Extract:

::::::

Sometimes you need to tell Windows Firewall to allow traffic in on specific ports. I have two particular apps that needed this and until I realized what was going on, the firewall’s apparent ability to forget what I told it confused the heck out of me.

Yosemite Server Backup

Our backup software is installed on a server we’d picked as the “master” and on all other servers to be backed up as a “client”. You can configure and use the software from the master or a client, provided the “client” servers can talk back to the master server – which they do on a specific port (3817 in this case). To make this work, we added an exception to Windows Firewall on our Windows Server 2008 “master” server, as shown in Figure A.

Figure A

The problem came after the first server maintenance session following the installation of Yosemite Server Backup. (This is where we install Windows Updates, etc. and reboot each of our servers.) That night’s backups failed to run. On going into Yosemite on the master server, we found all the “client” servers and devices marked as offline, as shown in Figure B.

Figure B

Trying to start Yosemite on a “client” server gave a communications error. I went back to Windows Firewall on the master server and double-checked the port number. After some head-scratching I thought I’d try “reapplying” the firewall exception by changing data in either of the fields; in the case of Figure C it’s been done by adding a space to the end of the name, but you can also do it by adding, then deleting, an extra digit on the port number. The editing makes the “OK” button active so you can reapply the exception.

::::::

Supplied material:
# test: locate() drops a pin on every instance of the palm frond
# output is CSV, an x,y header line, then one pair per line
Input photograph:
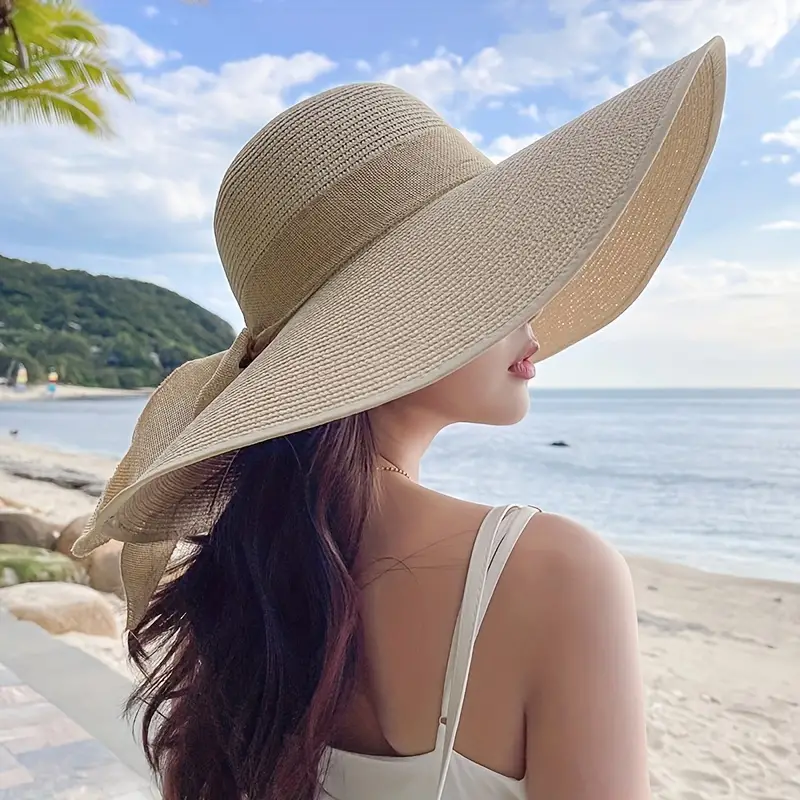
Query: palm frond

::::::

Job 1: In the firewall article, which port do the client servers use to talk back to the master server?
Job 2: Repeat the part of the firewall article that opens with the words containing "Trying to start" and closes with "reapply the exception.".
Job 3: Continue the firewall article after its last sentence.

Output 1: Port 3817.

Output 2:
Trying to start Yosemite on a “client” server gave a communications error. I went back to Windows Firewall on the master server and double-checked the port number. After some head-scratching I thought I’d try “reapplying” the firewall exception by changing data in either of the fields; in the case of Figure C it’s been done by adding a space to the end of the name, but you can also do it by adding, then deleting, an extra digit on the port number. The editing makes the “OK” button active so you can reapply the exception.

Output 3:
Figure C

After a couple of attempts, and waiting a couple of minutes, the Yosemite clients and backup devices started to show as online again. This annoying behavior happened again after the next reboot of the master server. Same problem, same solution.

A web search drew a blank. Nobody else seemed to have encountered this. That was a couple of years ago and a more recent search still didn’t give me any results. Still, once I knew the score I just added it to my maintenance routine.

APC PowerChute

This was the other app that caught me out. It too required a firewall exception (this time for port 3052) to log into a Web interface where you can check the status of your APC UPS. Instead what I got is the depressing “Internet Explorer cannot display the webpage.”

I got a couple of clues this time: For starters, I had no problem with the same interface to a Windows 2003 server. Second, if I logged in to the Windows 2008 server and browsed to the relevant page from there – no problem. I “reapplied” the port exception in Windows Firewall and could access the web interface once again.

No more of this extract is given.